■ **Excerpted passage**:
::::

Yom Kippur has been very significant in my road to recovery. In Steps 1 through 3, I turned my will over to God and asked Him to accept me as I am and help to rebuild my personality. I slowly made a soul-searching inventory when I reached Step 4, confessed them to God and another person in Step 5 and worked my way into Steps 6 and 7, where I did exactly what one would do on Yom Kippur — acceptance and forgiveness. Then I was finally ready to make my amends. I made a list of all the people I’d hurt in Step 8 and asked them all to forgive me in Step 9. Finally, I was clean. Finally, I’ve reached my own personal Yom Kippur.

One of the biggest traditions of Yom Kippur is to wear white, the colour of purity, and go to a natural source of water and dip your feet in it. The purpose of doing so is to “let go” of all the sins and be pure and ready to accept the New Year with all of its blessings and fresh beginnings.

::::

■ **Information supplied**:

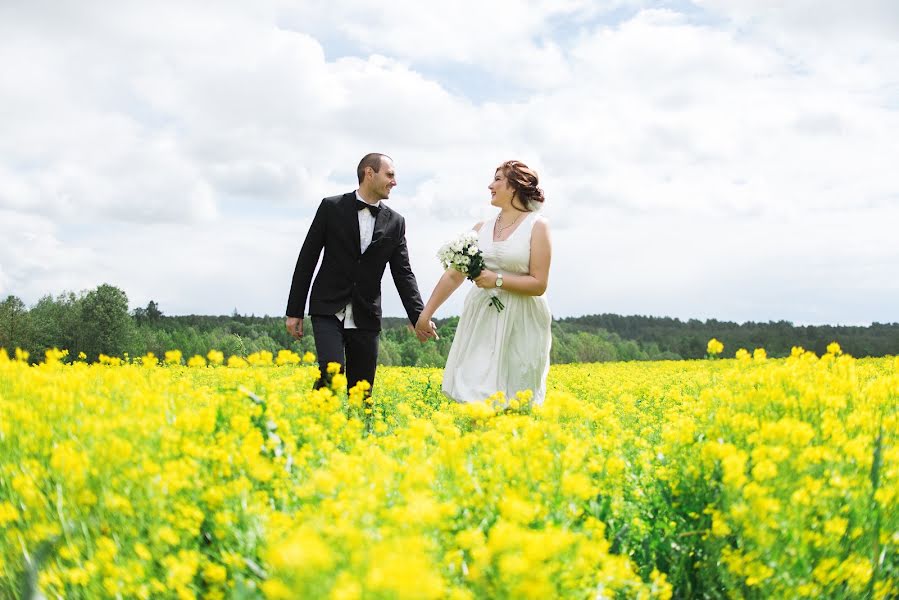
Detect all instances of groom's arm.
[286,201,325,319]
[390,217,424,325]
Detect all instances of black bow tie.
[356,198,381,217]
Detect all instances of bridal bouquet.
[437,231,505,312]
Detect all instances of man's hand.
[287,317,303,339]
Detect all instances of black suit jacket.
[287,192,424,330]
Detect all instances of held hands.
[474,269,496,290]
[286,317,303,339]
[415,314,440,342]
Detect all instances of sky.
[0,0,899,325]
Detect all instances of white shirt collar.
[356,190,381,211]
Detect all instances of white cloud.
[0,0,899,322]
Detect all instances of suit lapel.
[343,192,362,256]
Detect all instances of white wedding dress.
[443,212,552,404]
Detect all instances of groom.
[287,153,436,389]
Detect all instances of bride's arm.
[474,219,552,296]
[415,223,482,331]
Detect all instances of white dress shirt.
[337,190,381,329]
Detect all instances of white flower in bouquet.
[437,231,505,312]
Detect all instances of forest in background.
[0,284,899,367]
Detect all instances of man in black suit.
[287,154,437,388]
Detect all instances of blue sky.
[0,0,899,324]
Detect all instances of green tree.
[0,296,31,354]
[26,292,80,361]
[78,283,133,360]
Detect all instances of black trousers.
[311,315,378,393]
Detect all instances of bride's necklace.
[493,213,524,237]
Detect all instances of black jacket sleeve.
[390,219,425,325]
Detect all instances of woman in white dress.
[416,160,552,404]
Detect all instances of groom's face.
[371,157,396,200]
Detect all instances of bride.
[415,160,552,404]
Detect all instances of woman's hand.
[474,269,496,289]
[415,313,440,342]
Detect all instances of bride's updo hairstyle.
[496,160,544,212]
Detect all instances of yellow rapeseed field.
[0,340,899,599]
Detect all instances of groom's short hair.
[356,152,393,183]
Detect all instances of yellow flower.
[187,354,206,368]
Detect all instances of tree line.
[0,284,899,367]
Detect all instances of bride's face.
[487,171,514,208]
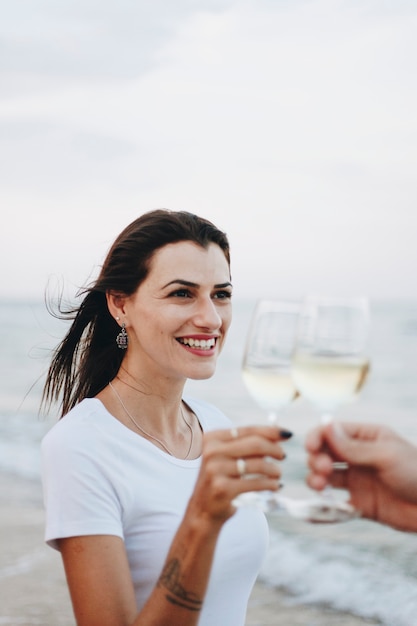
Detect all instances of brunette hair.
[41,209,230,417]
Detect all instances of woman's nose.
[194,298,222,329]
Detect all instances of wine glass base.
[234,492,360,524]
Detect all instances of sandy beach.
[0,473,378,626]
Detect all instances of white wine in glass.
[292,297,370,522]
[237,299,299,511]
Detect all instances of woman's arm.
[59,426,284,626]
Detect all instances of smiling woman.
[42,210,290,626]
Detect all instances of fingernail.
[332,422,346,439]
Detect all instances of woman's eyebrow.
[163,278,232,289]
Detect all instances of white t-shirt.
[42,398,268,626]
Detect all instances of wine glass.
[236,299,299,512]
[292,296,370,522]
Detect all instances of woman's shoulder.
[42,398,106,446]
[184,396,232,431]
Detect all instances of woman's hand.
[189,426,291,525]
[306,422,417,532]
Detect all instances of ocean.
[0,299,417,626]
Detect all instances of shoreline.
[0,471,379,626]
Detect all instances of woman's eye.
[171,289,190,298]
[214,291,232,300]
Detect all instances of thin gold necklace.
[109,382,194,461]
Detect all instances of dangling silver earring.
[116,322,128,350]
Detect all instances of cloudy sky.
[0,0,417,298]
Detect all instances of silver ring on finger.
[236,459,246,477]
[230,428,239,439]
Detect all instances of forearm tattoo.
[158,559,203,611]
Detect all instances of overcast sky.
[0,0,417,298]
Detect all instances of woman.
[306,422,417,532]
[42,210,290,626]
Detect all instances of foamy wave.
[261,531,417,626]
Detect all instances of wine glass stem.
[320,413,334,500]
[268,411,278,426]
[320,413,333,426]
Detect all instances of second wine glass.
[292,296,369,522]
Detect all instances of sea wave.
[261,522,417,626]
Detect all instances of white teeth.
[179,337,216,350]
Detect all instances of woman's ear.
[106,291,126,320]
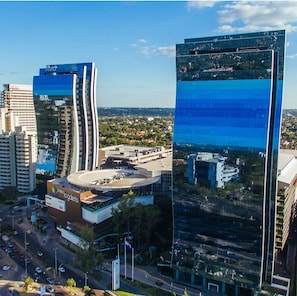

::::

■ **Given instruction A**:
In the Yom Kippur text, from "One of the biggest" to "and fresh beginnings.", replace "white" with "blue".
■ **Given instruction B**:
According to the Yom Kippur text, what did the writer do in Step 8?
The records have no connection to the Yom Kippur text.

■ **Problem solution A**:
One of the biggest traditions of Yom Kippur is to wear blue, the colour of purity, and go to a natural source of water and dip your feet in it. The purpose of doing so is to “let go” of all the sins and be pure and ready to accept the New Year with all of its blessings and fresh beginnings.

■ **Problem solution B**:
The writer made a list of all the people they had hurt.